====== Records for this task

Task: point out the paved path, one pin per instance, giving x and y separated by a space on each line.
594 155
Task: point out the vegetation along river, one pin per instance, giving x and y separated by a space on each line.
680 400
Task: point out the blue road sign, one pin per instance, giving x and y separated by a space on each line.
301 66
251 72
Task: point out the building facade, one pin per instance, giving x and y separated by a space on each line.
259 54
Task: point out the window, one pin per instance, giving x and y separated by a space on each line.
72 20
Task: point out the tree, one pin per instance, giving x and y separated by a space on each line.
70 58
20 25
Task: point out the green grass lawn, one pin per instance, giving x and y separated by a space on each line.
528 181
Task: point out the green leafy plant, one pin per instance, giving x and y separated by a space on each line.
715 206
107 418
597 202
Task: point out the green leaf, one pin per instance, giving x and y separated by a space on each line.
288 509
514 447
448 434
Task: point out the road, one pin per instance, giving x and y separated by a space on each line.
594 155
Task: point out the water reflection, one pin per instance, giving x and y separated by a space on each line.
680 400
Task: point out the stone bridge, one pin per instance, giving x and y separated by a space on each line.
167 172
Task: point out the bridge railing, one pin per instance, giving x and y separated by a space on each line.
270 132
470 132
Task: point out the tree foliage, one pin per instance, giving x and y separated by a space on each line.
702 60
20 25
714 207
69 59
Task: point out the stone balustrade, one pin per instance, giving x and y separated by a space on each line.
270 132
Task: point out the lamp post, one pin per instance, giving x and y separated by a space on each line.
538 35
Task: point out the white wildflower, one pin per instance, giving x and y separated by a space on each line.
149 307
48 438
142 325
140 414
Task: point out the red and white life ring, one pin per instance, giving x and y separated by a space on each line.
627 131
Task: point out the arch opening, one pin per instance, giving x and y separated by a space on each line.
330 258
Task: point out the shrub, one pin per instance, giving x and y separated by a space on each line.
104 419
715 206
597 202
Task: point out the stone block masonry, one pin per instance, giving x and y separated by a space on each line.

============

__Task brief__: Copy every one of the rows above word for word.

__Solution to this exercise__:
Task: point out the paved path, one pin per instance, giving x and y separated by a space on each line.
594 155
Task: point out the vegetation along river, one pin per instance, giving x and y separated by a space on each line.
680 400
Task: point out the blue road sign, one pin per instance, giving x and y separated by a space on each line.
301 66
251 72
Task: point out the building facade, one pin per instance, giving x and y separated by a space on each line.
259 54
Task: point out the window, one pin per instance, giving x and y separated by a space on each line.
72 20
Task: point out the tree, one pin per instance, giving x and y separated by a space on each line.
70 58
20 25
Task: point out the green grass lawn, one pin per instance, giving x and y separated by a space on each line.
528 181
Task: point out the green leafy plant, one pin per instance, giving x and y separated by a space on each line.
715 206
107 418
597 202
Task: point out the green leaf, one pin per instance, giving x and y separated by a space on each line.
288 509
514 447
448 434
Task: point out the road, one pin per instance, giving x and y separated by a space on each line.
594 155
Task: point out the water reflection, one pin per instance, giving x and y separated by a space on each line.
680 400
Task: point out the stone bridge, one pin per instance, giving x and y separated by a space on each line.
167 172
Task: point out the bridge railing, one pin per instance, giving x and y separated by a space on each line.
270 132
470 132
Task: point out the tree foliage, one pin per instance, giving x and y separated by a space on each line.
702 60
20 25
714 207
69 59
Task: point out the stone balustrade, one pin per instance, giving x and y separated by a space on each line.
270 132
Task: point out the lamp post, one pin per instance, giving x and y separated by a space on each line.
538 35
Task: point out the white wildflower, one pin per instance, giving x and y separated by a space on each line.
149 307
48 438
142 325
140 414
Task: point out the red and white life ring, one pin per instance, giving x and y separated by a space on each line.
627 131
Task: point out the arch opening, one pin per instance, giving x and y separated by a space on each line.
330 258
Task: point out the shrub, one pin per instance, giving x and y separated by a space on each line.
104 419
715 206
597 202
Task: point out the stone block masonry, one pin per instance, giving x and y separated by a space on each line.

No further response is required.